> [Work task]
Below are some entries. Reproduce them word for word.

> [Records for the exercise]
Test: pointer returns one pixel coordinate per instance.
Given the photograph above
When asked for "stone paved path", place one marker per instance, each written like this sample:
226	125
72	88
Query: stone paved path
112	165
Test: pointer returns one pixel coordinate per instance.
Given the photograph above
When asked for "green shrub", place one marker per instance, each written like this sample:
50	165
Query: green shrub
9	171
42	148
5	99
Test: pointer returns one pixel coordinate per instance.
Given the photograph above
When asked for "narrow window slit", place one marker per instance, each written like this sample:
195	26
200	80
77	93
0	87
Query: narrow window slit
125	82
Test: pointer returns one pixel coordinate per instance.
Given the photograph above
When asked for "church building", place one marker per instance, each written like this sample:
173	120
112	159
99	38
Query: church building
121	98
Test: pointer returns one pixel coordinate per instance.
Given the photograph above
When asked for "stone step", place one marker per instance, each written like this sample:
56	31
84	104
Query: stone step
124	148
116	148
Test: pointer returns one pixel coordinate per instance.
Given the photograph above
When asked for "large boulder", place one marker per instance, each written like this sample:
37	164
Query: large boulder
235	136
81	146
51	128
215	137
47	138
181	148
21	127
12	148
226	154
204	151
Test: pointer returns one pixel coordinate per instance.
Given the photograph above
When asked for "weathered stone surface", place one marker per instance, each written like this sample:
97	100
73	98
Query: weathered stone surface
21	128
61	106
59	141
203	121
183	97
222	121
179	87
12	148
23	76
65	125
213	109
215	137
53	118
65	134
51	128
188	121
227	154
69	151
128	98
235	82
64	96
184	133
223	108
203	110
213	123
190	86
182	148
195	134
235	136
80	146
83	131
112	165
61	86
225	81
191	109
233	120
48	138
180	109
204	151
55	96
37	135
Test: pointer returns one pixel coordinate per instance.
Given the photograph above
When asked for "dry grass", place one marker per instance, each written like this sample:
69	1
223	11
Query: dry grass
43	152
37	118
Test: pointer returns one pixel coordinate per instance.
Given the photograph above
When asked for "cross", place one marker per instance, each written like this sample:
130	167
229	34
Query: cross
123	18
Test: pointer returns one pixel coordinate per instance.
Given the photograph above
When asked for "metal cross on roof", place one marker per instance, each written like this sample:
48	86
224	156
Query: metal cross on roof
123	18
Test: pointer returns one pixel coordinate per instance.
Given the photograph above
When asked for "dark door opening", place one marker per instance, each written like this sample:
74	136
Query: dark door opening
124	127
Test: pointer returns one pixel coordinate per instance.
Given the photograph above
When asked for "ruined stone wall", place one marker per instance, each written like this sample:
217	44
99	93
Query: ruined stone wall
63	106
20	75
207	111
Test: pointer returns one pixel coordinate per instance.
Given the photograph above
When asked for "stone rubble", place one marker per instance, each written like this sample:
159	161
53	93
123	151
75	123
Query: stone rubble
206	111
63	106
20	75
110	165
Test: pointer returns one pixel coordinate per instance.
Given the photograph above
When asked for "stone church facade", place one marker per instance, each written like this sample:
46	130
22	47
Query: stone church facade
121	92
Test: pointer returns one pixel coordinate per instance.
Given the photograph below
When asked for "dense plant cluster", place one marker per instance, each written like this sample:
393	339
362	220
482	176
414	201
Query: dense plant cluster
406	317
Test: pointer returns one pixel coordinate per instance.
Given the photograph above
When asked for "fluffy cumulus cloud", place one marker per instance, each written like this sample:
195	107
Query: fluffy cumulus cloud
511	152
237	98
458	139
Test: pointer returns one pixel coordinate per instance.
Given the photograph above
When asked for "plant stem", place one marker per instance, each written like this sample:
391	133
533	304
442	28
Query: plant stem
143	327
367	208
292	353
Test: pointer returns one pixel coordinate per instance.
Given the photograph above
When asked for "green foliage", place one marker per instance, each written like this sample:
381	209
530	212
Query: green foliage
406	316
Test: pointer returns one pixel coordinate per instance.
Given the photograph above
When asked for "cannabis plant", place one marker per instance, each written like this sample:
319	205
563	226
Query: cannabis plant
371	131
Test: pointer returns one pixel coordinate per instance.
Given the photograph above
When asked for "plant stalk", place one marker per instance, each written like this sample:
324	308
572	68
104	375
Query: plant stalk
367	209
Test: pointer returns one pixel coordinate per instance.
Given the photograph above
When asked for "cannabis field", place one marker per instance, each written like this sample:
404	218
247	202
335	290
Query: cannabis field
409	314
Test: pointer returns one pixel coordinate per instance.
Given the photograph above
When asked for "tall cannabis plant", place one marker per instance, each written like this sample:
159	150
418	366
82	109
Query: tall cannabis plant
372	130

> [Answer box]
Test: pointer returns one pixel coordinate per instance.
Given the photograph above
When asked for "stone paved path", place one marker per instance, each written like this sample:
226	125
72	88
Query: stone paved path
112	165
Test: pointer returns one pixel coordinate per instance.
Given the photograph above
When asked for "green shrub", place one marker per instance, each written like this sample:
50	165
Query: green shrub
9	171
42	148
5	99
Test: pointer returns one pixel coordinate per instance.
Given the photograph above
When asked for "narrow window slit", place one marker per instance, each written like this sample:
195	26
200	80
77	93
0	87
Query: narrow window slit
125	82
Test: pointer returns one pixel coordinate per instance.
Given the photograph above
When asked for "church building", place one marker per instance, each written like this sample:
173	120
112	159
99	38
Query: church building
121	98
Test: pointer returns one pixel coordinate per instance.
Given the photograph above
When asked for "stone step", place one marker per instance, each written like this sample:
56	31
84	104
Query: stone step
124	148
116	148
Test: pointer returns one pixel coordinate per instance.
Given the photograph above
When asked for "large boulder", place one marker per instance, each written like this sample:
37	164
Query: large boulder
235	136
81	146
51	128
215	137
47	138
181	148
21	127
12	148
226	154
204	151
Test: pointer returns one pixel coordinate per instance.
Given the photograph above
When asked for "weathered stone surface", place one marker per instance, each written like this sample:
97	100
73	98
Query: weathered stone surface
21	128
61	106
59	141
203	121
183	97
222	121
179	87
12	148
23	76
65	125
213	109
215	137
53	118
65	134
51	128
188	121
227	154
69	151
128	98
235	82
64	96
184	133
223	108
203	110
213	123
190	86
182	148
195	134
235	136
80	146
83	131
112	165
61	86
225	81
191	109
233	120
48	138
180	109
204	151
55	96
37	135
Test: pointer returns one pixel coordinate per instance.
Given the photograph above
When asked for "dry grass", place one marker per instance, each written like this sample:
69	1
223	11
Query: dry grass
43	152
37	118
Test: pointer returns one pixel coordinate per instance.
Given the photograph above
When asked for "cross", place one marker per instance, each written like this sample:
130	167
229	34
Query: cross
123	18
Test: pointer returns one pixel coordinate per instance.
Given the photograph above
When asked for "metal cross on roof", place one marker per instance, each written like this sample:
48	86
224	156
Query: metal cross on roof
123	18
Test: pointer returns one pixel coordinate per instance.
Given the photograph above
When asked for "dark door opening", place one marker per instance, each written like this sample:
74	136
Query: dark door opening
124	127
Test: pointer returns one pixel coordinate per instance.
Given the photograph above
When asked for "ruined stone wall", place one marker per instance, each written like this sample:
217	44
99	93
Query: ruined stone wall
63	106
20	75
207	111
Test: pointer returns one pixel coordinate per instance.
Given the photograph above
When asked for "stone rubble", place one marker per instance, each written like this sample:
159	161
53	93
123	151
75	123
Query: stone rubble
206	111
63	106
20	75
110	165
Test: pointer returns one pixel coordinate per instance.
Given the photograph above
When asked for "stone church facade", place one marker per instance, each written like this sample:
46	130
22	47
Query: stone church facade
121	92
Test: pointer returns one pixel coordinate per instance.
Given the photograph below
When asked for "dense plant cluster", place one marker per instance, each written like this sample:
393	339
362	220
482	176
414	201
Query: dense plant cluster
406	317
Test: pointer returns one pixel coordinate per instance.
Given the photograph above
When asked for "fluffy cumulus cloud", place one marker per instance, each written like this sample:
195	107
Query: fluffy cumulus cloud
511	152
237	98
458	139
Test: pointer returns one pixel coordinate per instance.
Given the photograph above
When asked for "plant stem", place one marker per instance, each written like this sample:
391	133
533	304
442	28
Query: plant stem
143	327
367	208
292	353
Test: pointer returns one pixel coordinate per instance.
Given the photograph above
When asked for "green foliage", place one marker per instance, each written like this sample:
381	209
530	212
Query: green foliage
406	316
Test: pointer returns one pixel coordinate per instance.
Given the photograph above
When asked for "cannabis plant", place one marker per instance, each written like this sample:
319	205
563	226
Query: cannabis plant
371	131
Test: pointer returns one pixel coordinate per instance.
Given the photograph above
When asked for "plant stalk", place one marker per instance, each written like this sample:
324	308
572	68
104	375
Query: plant stalk
367	209
Test: pointer returns one pixel coordinate per instance.
Given the photograph above
When asked for "cannabis field", place one marker per instance, each written like this sample:
404	218
247	202
335	290
Query: cannabis field
409	314
Test: pointer returns one pixel coordinate per instance.
Given the photograph above
When asked for "tall cannabis plant", place one marker per instance, each written like this sample:
159	150
418	366
82	109
Query: tall cannabis plant
372	130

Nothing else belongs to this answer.